SHORT EXERCISE »
Convert the entries in the part that opens with the line containing "72, row 72." and closes with the line containing "column 162, row 122" into a two-column CSV with the columns text and answer. Give one row per entry, quote each field, replace line breaks with spaces, and leave the pictures out.

── RECORDS FOR PROCESSING

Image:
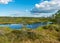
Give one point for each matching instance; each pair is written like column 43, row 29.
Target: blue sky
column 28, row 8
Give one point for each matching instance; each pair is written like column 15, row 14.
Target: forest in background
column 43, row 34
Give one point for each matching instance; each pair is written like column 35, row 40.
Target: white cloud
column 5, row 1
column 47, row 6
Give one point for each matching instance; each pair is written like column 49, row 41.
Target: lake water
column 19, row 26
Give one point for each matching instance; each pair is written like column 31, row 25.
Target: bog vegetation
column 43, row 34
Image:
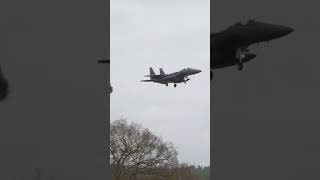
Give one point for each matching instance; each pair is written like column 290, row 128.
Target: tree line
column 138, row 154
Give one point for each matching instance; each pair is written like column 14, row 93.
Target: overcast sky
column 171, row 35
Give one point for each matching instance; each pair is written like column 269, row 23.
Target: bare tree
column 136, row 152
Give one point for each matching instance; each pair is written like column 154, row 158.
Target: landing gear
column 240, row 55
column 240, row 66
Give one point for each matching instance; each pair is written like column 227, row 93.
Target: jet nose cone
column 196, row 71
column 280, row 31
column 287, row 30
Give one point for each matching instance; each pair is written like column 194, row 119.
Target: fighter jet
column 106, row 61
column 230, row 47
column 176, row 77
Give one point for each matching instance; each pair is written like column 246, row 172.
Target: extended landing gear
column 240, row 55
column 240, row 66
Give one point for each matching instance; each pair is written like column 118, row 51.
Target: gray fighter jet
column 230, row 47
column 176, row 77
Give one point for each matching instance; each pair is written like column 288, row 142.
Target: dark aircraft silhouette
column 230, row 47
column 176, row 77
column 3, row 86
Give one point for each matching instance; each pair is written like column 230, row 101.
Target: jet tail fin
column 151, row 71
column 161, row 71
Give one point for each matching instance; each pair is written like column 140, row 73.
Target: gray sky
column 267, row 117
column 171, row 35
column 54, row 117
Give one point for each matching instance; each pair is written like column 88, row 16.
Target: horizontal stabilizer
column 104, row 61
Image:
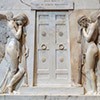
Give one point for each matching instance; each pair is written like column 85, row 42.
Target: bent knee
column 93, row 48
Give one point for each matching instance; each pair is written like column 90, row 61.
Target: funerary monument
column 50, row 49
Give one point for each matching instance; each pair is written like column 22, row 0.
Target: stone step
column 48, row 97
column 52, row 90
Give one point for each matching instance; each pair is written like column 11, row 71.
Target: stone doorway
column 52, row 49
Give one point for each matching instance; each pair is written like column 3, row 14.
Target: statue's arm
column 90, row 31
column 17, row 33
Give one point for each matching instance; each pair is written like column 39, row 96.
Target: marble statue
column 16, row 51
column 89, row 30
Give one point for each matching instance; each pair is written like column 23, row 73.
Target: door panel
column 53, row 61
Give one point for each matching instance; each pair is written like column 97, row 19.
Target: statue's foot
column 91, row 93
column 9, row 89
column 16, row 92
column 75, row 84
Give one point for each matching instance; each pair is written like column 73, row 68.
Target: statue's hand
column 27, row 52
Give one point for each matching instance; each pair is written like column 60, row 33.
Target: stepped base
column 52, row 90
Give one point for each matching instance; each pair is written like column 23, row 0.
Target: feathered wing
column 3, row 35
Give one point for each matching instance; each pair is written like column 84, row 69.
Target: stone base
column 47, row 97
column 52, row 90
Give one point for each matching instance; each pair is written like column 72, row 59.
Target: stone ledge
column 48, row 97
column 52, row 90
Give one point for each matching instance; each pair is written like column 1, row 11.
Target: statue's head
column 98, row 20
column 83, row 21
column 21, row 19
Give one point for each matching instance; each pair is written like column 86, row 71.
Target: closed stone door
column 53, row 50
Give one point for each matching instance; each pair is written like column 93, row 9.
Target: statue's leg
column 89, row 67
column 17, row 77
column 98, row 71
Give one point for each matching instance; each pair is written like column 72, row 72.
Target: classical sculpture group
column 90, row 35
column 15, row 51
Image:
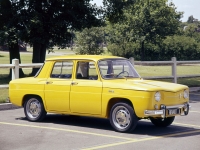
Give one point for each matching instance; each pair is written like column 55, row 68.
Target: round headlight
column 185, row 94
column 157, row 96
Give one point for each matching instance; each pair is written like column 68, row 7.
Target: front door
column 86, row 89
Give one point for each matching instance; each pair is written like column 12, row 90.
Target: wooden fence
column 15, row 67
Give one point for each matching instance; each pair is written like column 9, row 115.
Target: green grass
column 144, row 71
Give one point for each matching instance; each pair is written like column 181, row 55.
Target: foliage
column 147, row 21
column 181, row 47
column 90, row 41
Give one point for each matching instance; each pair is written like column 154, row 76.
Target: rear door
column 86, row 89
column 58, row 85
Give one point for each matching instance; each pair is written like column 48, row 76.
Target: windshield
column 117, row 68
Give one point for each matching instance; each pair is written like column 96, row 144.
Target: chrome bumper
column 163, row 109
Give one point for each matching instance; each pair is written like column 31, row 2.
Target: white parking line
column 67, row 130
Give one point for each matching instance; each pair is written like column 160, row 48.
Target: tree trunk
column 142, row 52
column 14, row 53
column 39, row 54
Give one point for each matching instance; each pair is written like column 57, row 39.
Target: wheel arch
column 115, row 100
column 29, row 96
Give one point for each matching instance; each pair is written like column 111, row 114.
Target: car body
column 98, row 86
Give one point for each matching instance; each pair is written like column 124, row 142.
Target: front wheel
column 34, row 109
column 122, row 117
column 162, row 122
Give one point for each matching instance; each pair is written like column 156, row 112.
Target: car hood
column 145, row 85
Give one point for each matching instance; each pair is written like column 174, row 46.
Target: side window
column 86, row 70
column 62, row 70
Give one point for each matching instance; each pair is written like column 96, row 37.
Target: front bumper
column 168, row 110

────
── RECORDS FOR PROCESSING

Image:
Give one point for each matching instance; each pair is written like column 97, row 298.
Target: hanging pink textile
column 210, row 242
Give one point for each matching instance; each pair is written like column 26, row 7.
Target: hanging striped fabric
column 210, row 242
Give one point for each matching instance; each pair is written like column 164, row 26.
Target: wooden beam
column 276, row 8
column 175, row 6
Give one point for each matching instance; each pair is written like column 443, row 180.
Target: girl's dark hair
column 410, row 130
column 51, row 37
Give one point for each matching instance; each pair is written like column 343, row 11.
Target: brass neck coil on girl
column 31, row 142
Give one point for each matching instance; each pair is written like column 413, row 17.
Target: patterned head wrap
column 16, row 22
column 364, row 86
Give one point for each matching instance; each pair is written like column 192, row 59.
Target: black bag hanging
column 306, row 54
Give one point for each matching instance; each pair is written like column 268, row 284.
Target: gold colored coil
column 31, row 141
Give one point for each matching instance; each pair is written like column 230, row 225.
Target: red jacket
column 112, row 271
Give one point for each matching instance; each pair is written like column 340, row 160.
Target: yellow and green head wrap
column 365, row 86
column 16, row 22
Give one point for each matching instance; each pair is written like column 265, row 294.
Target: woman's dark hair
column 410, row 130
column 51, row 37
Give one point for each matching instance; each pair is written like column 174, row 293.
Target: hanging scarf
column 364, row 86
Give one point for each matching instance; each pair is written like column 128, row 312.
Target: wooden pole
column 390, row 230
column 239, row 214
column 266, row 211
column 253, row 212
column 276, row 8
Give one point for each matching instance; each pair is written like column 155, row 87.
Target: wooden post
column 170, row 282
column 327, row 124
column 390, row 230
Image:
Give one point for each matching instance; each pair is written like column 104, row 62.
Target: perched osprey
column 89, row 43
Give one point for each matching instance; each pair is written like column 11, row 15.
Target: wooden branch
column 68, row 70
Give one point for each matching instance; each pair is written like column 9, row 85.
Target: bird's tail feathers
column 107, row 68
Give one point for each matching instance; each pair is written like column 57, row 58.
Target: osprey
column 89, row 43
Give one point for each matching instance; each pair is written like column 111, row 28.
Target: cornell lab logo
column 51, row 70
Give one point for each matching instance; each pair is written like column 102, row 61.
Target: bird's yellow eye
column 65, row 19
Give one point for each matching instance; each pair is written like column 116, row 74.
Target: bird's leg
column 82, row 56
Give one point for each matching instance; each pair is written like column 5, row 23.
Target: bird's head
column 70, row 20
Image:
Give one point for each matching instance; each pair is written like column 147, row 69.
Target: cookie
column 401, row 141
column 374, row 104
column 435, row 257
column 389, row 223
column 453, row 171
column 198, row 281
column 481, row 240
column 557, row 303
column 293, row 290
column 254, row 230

────

RESULT FOR THIS TASK »
text,answer
"Give one point for each matching instance; each pair is written like column 72, row 72. Target: classical sculpture group","column 90, row 35 column 15, row 51"
"Image: Give one point for each matching instance; each pair is written like column 55, row 68. Target: round headlight","column 185, row 94 column 157, row 96"
"Give one point for each matching instance; each pair is written like column 68, row 7. Target: front door","column 86, row 89"
"Give one point for each matching instance; each pair is written like column 12, row 90. Target: wooden fence","column 15, row 67"
"Give one point for each matching instance; each pair is written like column 9, row 115. Target: green grass","column 144, row 71"
"Give one point for each matching instance; each pair is written like column 181, row 55. Target: foliage","column 147, row 21 column 181, row 47 column 90, row 41"
"Give one point for each matching instance; each pair is written like column 154, row 76. Target: rear door","column 86, row 89 column 58, row 85"
"Give one point for each matching instance; each pair is written like column 48, row 76. Target: windshield","column 117, row 68"
"Give one point for each matching instance; each pair is written like column 96, row 144. Target: chrome bumper","column 163, row 109"
"Give one point for each matching instance; each pair is written like column 31, row 2. Target: white parking line","column 67, row 130"
"Give one point for each matching instance; each pair is written like column 160, row 48. Target: tree trunk","column 142, row 52 column 14, row 53 column 39, row 54"
"Give one point for each matching instance; each pair is written like column 57, row 39. Target: wheel arch","column 115, row 100 column 29, row 96"
"Give one point for each matching instance; each pair is written like column 111, row 114. Target: car body","column 98, row 86"
"Give one point for each matching instance; each pair is written like column 124, row 142. Target: front wheel","column 34, row 109 column 122, row 117 column 162, row 122"